- [Texto para leitura]:
----

Mais professores sim, mais valorização também
Foto: Ângelo Miguel/ MEC
Com risco real e eminente de apagão de professores em nível global, nacional e estadual, governos lançam programas como Professor do Amanhã, do governo do estado, e o Mais Professores para o Brasil (MEC). As iniciativas, um pouco tardias, são louváveis, porém insuficientes para o tamanho do desafio da educação brasileira.
Apoiar a formação inicial de professores por meio de políticas e programas é necessário e, inclusive, no Brasil, deveria ser uma política pública e gratuita permanente. Porém, o apagão de professores possui causas mais profundas e estruturais, como: desvalorização social e profissional, destruição da carreira, baixos salários, contratos emergenciais e temporários, formação precária em EAD, restrição da liberdade de pensar e ensinar e incertezas de futuro.
O programa do Professor do Amanhã, do governo do RS, implementando em 2024, foi resultado de uma negociação de 11 Instituições Comunitárias de Ensino Superior (ICEs) que construíram a iniciativa com o governo gaúcho. No primeiro ano, ficou acordado: Mil bolsas em cursos de licenciatura em ICEs; R$ 800 mensais para o aluno como bolsa de permanência e mais R$ 800 mensais para a instituição como taxa acadêmica; Vigência das bolsas de quatro anos, a partir de 2024. Para 2025, uma nova edição do programa prevê mais 500 bolsas integrais em cursos de licenciatura em cursos de Letras (Língua Portuguesa), Matemática, Geografia e História.

----

- [Trechos de dados]:
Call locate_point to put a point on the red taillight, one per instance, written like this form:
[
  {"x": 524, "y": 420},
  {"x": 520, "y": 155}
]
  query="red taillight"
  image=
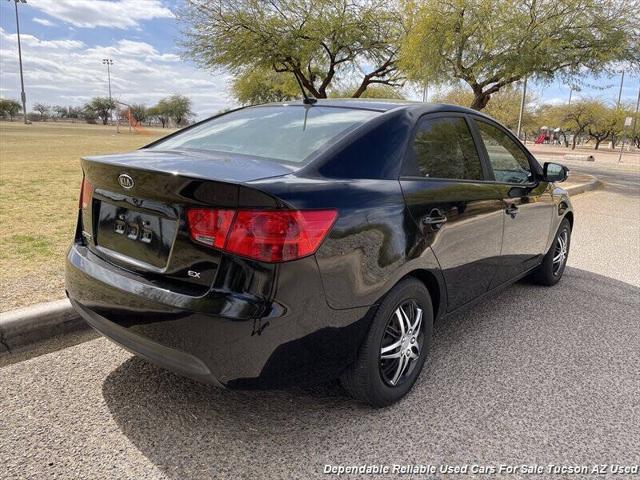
[
  {"x": 85, "y": 193},
  {"x": 265, "y": 235},
  {"x": 209, "y": 226}
]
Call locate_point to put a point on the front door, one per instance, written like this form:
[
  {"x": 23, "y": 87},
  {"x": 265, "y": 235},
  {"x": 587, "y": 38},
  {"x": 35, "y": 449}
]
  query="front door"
[
  {"x": 528, "y": 203},
  {"x": 460, "y": 214}
]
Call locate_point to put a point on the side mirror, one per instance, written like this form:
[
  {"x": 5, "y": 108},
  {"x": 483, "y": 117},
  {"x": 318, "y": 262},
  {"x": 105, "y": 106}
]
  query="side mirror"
[{"x": 554, "y": 172}]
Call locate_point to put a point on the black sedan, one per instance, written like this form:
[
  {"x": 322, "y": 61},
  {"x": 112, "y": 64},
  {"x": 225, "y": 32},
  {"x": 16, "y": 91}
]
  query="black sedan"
[{"x": 290, "y": 243}]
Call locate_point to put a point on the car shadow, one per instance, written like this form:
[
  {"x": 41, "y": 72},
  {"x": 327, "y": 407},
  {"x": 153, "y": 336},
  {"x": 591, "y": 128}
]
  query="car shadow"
[{"x": 511, "y": 380}]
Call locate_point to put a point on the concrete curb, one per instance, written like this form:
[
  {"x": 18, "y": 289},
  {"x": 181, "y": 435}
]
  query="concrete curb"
[
  {"x": 29, "y": 325},
  {"x": 592, "y": 184}
]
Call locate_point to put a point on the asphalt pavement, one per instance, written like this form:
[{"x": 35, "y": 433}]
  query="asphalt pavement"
[{"x": 534, "y": 376}]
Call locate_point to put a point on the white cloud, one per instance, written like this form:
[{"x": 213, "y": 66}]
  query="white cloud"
[
  {"x": 44, "y": 21},
  {"x": 68, "y": 72},
  {"x": 103, "y": 13}
]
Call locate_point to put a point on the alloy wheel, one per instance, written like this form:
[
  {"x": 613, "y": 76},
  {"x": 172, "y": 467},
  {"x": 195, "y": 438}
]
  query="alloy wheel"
[{"x": 401, "y": 343}]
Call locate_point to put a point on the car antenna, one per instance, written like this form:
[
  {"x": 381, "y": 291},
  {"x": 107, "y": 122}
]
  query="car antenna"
[{"x": 307, "y": 100}]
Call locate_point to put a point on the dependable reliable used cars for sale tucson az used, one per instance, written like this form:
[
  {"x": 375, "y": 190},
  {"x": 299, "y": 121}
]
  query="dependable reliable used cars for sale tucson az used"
[{"x": 288, "y": 243}]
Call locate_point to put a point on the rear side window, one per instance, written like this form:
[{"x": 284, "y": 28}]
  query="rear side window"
[
  {"x": 284, "y": 133},
  {"x": 443, "y": 148},
  {"x": 509, "y": 162}
]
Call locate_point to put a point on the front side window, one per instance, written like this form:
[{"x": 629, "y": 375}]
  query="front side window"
[
  {"x": 509, "y": 162},
  {"x": 280, "y": 133},
  {"x": 443, "y": 148}
]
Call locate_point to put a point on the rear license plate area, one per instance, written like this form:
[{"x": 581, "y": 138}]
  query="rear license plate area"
[{"x": 135, "y": 236}]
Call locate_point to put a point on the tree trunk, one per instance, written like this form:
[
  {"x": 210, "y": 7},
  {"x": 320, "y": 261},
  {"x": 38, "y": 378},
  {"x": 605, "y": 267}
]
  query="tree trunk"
[{"x": 480, "y": 100}]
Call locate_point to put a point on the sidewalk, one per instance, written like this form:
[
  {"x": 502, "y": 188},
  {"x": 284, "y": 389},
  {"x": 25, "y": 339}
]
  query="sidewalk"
[{"x": 557, "y": 153}]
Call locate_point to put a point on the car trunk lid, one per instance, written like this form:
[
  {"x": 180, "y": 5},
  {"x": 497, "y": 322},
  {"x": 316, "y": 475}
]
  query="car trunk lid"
[{"x": 136, "y": 215}]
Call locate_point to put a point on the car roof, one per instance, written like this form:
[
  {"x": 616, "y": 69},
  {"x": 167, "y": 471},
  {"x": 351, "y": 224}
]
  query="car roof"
[{"x": 382, "y": 105}]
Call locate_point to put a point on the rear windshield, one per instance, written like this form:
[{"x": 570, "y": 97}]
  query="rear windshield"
[{"x": 284, "y": 133}]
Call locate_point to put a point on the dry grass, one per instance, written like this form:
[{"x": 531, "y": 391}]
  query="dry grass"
[{"x": 39, "y": 186}]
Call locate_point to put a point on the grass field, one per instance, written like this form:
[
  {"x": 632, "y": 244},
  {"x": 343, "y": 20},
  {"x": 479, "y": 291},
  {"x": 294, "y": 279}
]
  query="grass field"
[{"x": 39, "y": 186}]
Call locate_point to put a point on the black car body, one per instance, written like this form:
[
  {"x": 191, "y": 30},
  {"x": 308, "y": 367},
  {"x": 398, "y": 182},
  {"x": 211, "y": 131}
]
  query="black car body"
[{"x": 137, "y": 273}]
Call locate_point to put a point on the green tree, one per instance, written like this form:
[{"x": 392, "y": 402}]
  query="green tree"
[
  {"x": 490, "y": 44},
  {"x": 579, "y": 116},
  {"x": 263, "y": 85},
  {"x": 139, "y": 112},
  {"x": 9, "y": 108},
  {"x": 43, "y": 110},
  {"x": 60, "y": 111},
  {"x": 318, "y": 41},
  {"x": 161, "y": 112},
  {"x": 374, "y": 91},
  {"x": 607, "y": 122},
  {"x": 178, "y": 108},
  {"x": 504, "y": 106},
  {"x": 101, "y": 107}
]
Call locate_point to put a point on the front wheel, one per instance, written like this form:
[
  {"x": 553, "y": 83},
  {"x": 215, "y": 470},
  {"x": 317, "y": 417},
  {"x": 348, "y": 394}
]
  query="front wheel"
[
  {"x": 553, "y": 265},
  {"x": 396, "y": 346}
]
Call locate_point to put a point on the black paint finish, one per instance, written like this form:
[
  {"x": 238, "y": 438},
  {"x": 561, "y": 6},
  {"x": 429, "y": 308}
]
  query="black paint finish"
[{"x": 246, "y": 324}]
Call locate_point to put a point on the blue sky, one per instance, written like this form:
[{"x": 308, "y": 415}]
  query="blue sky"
[{"x": 64, "y": 41}]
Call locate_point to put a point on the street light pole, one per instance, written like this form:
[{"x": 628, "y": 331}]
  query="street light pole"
[
  {"x": 635, "y": 118},
  {"x": 22, "y": 94},
  {"x": 522, "y": 102},
  {"x": 108, "y": 62}
]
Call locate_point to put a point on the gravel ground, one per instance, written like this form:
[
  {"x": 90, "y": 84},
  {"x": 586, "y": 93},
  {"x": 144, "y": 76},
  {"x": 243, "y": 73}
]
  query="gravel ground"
[{"x": 537, "y": 376}]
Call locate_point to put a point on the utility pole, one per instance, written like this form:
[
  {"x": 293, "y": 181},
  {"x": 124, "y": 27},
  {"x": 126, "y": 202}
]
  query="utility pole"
[
  {"x": 22, "y": 94},
  {"x": 620, "y": 91},
  {"x": 635, "y": 120},
  {"x": 108, "y": 62},
  {"x": 522, "y": 102},
  {"x": 570, "y": 93}
]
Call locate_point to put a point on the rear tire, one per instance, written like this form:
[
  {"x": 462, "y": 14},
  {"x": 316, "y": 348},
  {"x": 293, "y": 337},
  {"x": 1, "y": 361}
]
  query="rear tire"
[
  {"x": 550, "y": 271},
  {"x": 392, "y": 355}
]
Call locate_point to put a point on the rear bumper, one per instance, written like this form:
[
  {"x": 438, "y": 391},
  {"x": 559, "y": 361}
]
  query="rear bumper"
[
  {"x": 237, "y": 339},
  {"x": 171, "y": 359}
]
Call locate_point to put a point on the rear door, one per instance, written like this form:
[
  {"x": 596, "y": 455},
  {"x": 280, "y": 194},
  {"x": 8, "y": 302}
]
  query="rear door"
[
  {"x": 528, "y": 203},
  {"x": 459, "y": 213}
]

----

- [Exercício proposto 1]: No texto sobre a falta de professores, reescreva o trecho que vai de "Mais professores sim, mais" até "da educação brasileira.", inclusive, trocando "apagão" por "colapso".
- [Exercício proposto 2]: Dê continuidade ao texto sobre a valorização dos professores a partir do ponto em que ele termina.

- [Resultado 1]:
Mais professores sim, mais valorização também
Foto: Ângelo Miguel/ MEC
Com risco real e eminente de colapso de professores em nível global, nacional e estadual, governos lançam programas como Professor do Amanhã, do governo do estado, e o Mais Professores para o Brasil (MEC). As iniciativas, um pouco tardias, são louváveis, porém insuficientes para o tamanho do desafio da educação brasileira.

- [Resultado 2]:
Já o Programa Mais Professores Para o Brasil, do governo federal, instituído pelo Decreto nº 12.358, de 14 de janeiro de 2025, também denominado Pé-de-Meia Licenciaturas, se propõe beneficiar até 2,3 milhões de professores e impactará a qualidade do ensino para 47,3 milhões de estudantes. O participante receberá mensalmente R$ 1.050 durante o período regular de integralização do curso.
O presidente da Confederação Nacional dos Trabalhadores em Educação (CNTE), Heleno Araújo, afirma que “o que foi anunciado é pouco para uma mudança estrutural na valorização da nossa categoria. A fala do presidente Lula fez um diagnóstico preciso da nossa situação, quando ele relatou a dificuldade da nossa ida e volta à escola, o transporte, a violência no espaço escolar e a dificuldade do processo de formação”.
Especialistas da ONU convocados a compor Painel de Recomendações aos países recomendam a necessidade de aumentar o reconhecimento e a dignidade da profissão docente mediante medidas como: fomentar e resgatar o status e a dignidade docente, por meio do respeito, confiança, diálogo social instituído e programas regulares de estudo e qualificação; que os/as docentes possam exercer o seu papel central de fomento às mudanças culturais da sociedade; atrair os/as jovens à profissão; garantir segurança ao exercício da profissão, fomentando o fim da violência, do assédio, das intimidações e ameaças; e, por fim, e talvez a mais contundente e importante Recomendação, que os governos eliminem as subcontratações de docentes em suas redes de ensino.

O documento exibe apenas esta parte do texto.